Records from a data collection:
+ + + + +

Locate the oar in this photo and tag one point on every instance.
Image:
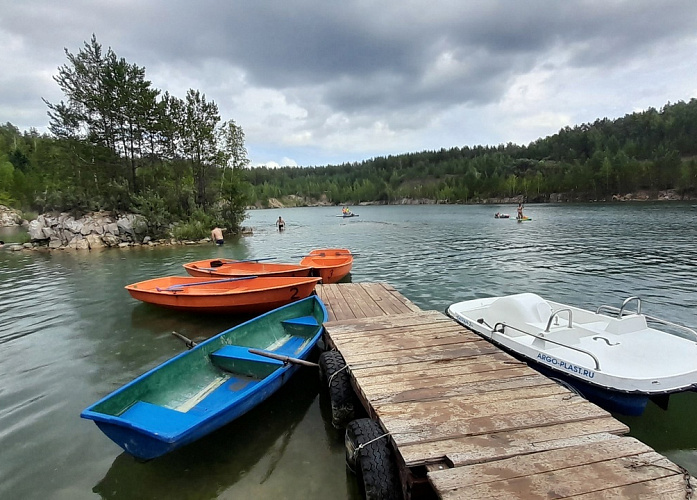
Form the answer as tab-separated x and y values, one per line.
323	255
233	261
175	288
285	359
187	341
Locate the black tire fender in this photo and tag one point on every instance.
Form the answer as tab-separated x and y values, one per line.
335	376
370	456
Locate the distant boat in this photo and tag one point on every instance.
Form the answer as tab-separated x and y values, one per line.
231	268
246	295
203	389
331	264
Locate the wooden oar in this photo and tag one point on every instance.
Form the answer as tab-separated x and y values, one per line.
175	288
187	341
323	255
221	262
285	359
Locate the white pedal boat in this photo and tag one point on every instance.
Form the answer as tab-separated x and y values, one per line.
612	357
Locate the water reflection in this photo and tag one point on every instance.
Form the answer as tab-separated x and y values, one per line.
70	334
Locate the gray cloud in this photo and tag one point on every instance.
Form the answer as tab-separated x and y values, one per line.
325	79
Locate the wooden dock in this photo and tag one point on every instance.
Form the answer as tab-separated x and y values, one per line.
468	421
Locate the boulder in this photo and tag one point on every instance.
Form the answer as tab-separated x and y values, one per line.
9	217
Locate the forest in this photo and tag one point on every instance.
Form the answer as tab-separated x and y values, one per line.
650	151
116	143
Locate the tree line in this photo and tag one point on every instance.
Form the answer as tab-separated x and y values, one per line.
119	144
116	143
651	150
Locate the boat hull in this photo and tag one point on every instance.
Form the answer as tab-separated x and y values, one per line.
203	389
248	295
330	264
224	268
617	362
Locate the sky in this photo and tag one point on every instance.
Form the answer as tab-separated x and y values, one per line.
318	82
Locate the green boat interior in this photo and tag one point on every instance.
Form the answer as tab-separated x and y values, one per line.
215	374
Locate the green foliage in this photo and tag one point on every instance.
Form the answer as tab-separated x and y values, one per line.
117	144
154	208
198	226
642	151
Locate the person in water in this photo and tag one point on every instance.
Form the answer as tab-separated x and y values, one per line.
217	235
281	223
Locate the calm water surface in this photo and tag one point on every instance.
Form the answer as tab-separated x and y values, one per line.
70	333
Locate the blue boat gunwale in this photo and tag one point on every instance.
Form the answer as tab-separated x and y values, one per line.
200	420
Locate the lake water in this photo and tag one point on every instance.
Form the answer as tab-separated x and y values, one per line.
70	333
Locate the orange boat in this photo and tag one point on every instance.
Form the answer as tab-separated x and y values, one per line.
229	268
230	295
331	264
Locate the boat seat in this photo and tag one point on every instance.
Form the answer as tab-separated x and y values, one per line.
292	346
524	310
238	359
628	324
165	420
304	325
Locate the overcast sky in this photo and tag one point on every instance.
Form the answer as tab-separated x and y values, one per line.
316	82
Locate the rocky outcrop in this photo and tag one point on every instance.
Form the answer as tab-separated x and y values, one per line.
9	217
96	230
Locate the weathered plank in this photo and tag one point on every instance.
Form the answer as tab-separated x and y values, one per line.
447	396
597	478
494	446
390	299
360	357
361	325
506	416
544	461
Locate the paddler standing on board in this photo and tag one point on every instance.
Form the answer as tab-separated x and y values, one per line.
520	211
217	235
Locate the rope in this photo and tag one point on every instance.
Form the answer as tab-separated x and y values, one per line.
335	373
361	446
689	489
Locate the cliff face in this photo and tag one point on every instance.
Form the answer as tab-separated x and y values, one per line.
10	217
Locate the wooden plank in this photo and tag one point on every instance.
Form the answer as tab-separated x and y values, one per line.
501	418
456	351
424	332
445	374
369	305
474	449
358	326
322	292
666	488
391	304
339	307
361	309
596	477
429	368
536	463
486	404
437	395
393	291
390	299
474	384
402	341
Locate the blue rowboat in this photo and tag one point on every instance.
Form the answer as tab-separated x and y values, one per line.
209	386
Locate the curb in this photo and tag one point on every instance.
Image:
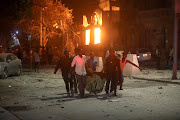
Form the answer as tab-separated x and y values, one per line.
6	115
157	80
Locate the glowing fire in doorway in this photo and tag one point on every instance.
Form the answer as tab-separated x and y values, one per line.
97	35
87	37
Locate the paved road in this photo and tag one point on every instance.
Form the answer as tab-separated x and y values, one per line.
35	96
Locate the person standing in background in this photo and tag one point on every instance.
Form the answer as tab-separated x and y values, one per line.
112	69
65	65
80	70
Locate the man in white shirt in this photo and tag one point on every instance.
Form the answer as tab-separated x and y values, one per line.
80	70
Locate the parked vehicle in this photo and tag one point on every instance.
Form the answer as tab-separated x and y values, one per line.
9	65
142	54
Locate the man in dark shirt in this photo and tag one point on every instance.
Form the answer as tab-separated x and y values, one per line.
112	69
65	65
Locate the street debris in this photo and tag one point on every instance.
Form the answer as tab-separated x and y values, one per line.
160	87
112	100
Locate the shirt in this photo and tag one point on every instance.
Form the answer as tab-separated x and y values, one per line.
64	64
122	64
111	64
92	63
80	64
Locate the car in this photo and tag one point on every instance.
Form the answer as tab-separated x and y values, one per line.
143	54
9	65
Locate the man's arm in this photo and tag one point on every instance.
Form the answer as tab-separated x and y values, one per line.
127	61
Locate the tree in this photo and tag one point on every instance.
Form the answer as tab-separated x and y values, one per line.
54	17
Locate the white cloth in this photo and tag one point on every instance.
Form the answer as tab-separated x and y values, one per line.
80	64
36	57
122	64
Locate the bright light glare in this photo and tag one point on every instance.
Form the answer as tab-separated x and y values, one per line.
87	37
97	35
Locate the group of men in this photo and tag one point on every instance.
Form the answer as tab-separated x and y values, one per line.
74	71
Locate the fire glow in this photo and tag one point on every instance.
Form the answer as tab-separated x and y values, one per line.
97	35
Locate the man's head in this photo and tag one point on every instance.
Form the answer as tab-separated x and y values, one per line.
124	55
66	52
111	51
92	55
80	52
76	51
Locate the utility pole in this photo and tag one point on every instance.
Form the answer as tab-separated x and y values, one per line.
110	21
175	42
41	41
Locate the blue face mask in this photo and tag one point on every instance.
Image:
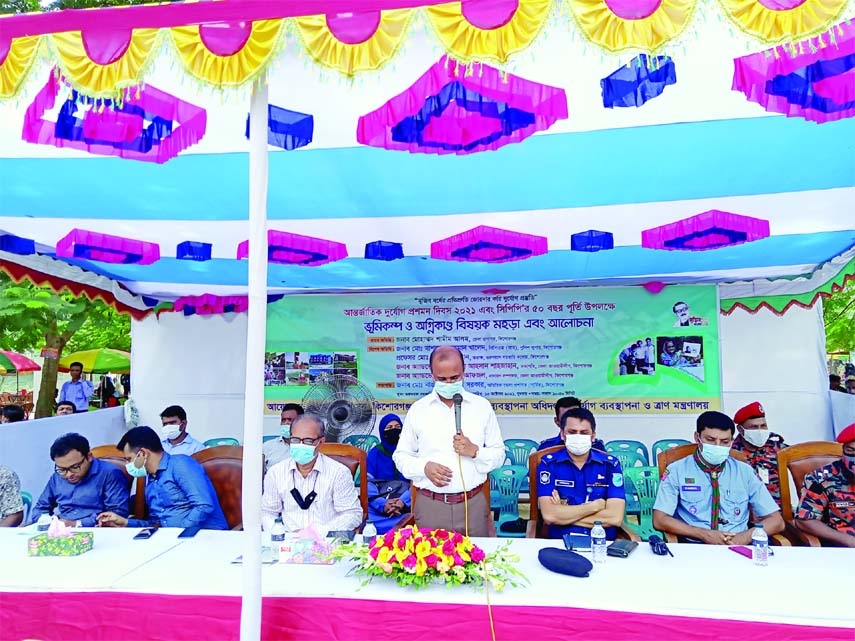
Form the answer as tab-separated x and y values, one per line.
302	453
715	454
448	390
133	470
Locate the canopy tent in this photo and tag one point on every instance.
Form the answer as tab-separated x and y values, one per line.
690	148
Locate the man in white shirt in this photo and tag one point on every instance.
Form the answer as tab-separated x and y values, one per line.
177	439
448	468
277	449
309	488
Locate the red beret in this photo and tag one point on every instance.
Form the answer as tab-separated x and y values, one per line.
847	435
754	410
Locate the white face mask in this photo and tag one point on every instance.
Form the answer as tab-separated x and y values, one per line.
578	444
757	438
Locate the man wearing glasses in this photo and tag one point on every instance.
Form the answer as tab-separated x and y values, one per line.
827	510
308	488
81	486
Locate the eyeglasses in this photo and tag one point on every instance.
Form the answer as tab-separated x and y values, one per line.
73	469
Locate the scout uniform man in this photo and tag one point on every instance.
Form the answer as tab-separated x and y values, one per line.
579	485
827	510
760	446
705	497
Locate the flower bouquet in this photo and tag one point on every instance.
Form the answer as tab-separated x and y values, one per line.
418	558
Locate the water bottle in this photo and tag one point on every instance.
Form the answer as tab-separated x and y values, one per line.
369	532
277	536
598	543
760	541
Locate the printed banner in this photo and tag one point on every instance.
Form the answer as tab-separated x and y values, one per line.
622	350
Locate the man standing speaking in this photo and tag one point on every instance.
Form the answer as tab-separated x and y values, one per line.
450	442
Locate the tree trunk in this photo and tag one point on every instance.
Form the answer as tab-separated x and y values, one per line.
48	388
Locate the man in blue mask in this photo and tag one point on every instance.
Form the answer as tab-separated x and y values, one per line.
706	497
446	465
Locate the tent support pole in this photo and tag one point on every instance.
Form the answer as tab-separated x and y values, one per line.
253	411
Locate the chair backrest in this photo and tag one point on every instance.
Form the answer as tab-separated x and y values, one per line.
354	459
363	441
797	461
666	457
112	454
533	462
223	440
224	466
636	447
666	444
519	450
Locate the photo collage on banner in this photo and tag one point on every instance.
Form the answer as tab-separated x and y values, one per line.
621	349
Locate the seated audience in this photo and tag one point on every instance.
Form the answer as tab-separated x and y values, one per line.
177	490
11	503
277	449
561	406
706	497
64	408
827	509
580	485
81	486
177	439
760	446
309	488
12	414
388	490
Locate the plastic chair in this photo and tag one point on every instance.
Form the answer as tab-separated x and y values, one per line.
27	498
629	459
518	450
363	441
224	440
666	444
618	446
508	480
645	481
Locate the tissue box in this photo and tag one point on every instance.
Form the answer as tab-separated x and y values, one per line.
74	545
305	551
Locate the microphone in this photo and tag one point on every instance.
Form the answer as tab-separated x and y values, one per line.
458	401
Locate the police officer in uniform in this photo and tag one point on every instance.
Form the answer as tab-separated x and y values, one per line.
705	497
827	510
579	485
760	446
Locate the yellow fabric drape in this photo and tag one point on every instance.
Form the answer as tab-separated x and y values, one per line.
16	66
605	29
228	71
774	27
103	81
465	42
376	51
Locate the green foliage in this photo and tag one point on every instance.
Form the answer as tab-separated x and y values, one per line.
839	317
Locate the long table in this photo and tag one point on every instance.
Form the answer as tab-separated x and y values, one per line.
178	589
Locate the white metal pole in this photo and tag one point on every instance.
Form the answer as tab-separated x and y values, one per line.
253	411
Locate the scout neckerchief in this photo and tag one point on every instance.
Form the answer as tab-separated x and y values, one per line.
714	472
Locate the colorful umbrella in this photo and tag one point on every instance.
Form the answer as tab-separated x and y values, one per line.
15	363
99	361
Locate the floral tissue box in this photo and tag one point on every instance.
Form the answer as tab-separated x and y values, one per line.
305	551
73	545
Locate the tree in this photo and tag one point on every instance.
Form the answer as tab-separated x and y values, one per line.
36	317
839	318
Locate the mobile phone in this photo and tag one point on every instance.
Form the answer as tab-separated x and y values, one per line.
189	532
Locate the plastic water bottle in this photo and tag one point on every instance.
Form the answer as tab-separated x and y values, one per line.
369	532
760	541
277	536
598	543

+ + + + +

Without the pictures, write out the lines from the beginning of the entries through the line with "Locate the forest".

** Answer to the problem **
Locate the oar in this photo and tag one point on every instance.
Image:
Form the answer as tab-separated x and y values, one per line.
323	255
233	261
175	288
285	359
187	341
Locate the black tire fender in this photo and tag one point on every instance.
Form the answer as tab-separated x and y values, one per line.
335	376
370	456
Locate the distant boat in this photo and tag one point on every instance.
Form the answer as tab-separated x and y values, one per line.
231	268
246	295
203	389
331	264
Locate the wooden oar in this photo and tag one point on every instance.
Form the answer as tab-separated x and y values, one per line.
175	288
187	341
323	255
221	262
285	359
Locate the white pedal boat in this photo and tag one point on every instance.
Form the answer as tab-separated x and y values, one per line.
612	357
Locate the water reflection in this photo and tag one point on every instance.
Form the answer as tab-separated x and y values, one per line.
70	334
Locate the gray cloud in this photo and tag one point on every instance.
Form the answer as tab-separated x and y values, one per line.
325	79
Locate the wooden dock in this photo and tag one point on every instance.
Form the answer as tab-separated x and y values, one per line.
468	421
Locate the boulder in this photo and tag one point on every instance.
Form the answer as tab-separated x and y values, one per line.
9	217
Locate the forest in this photo and tag one point on every instance.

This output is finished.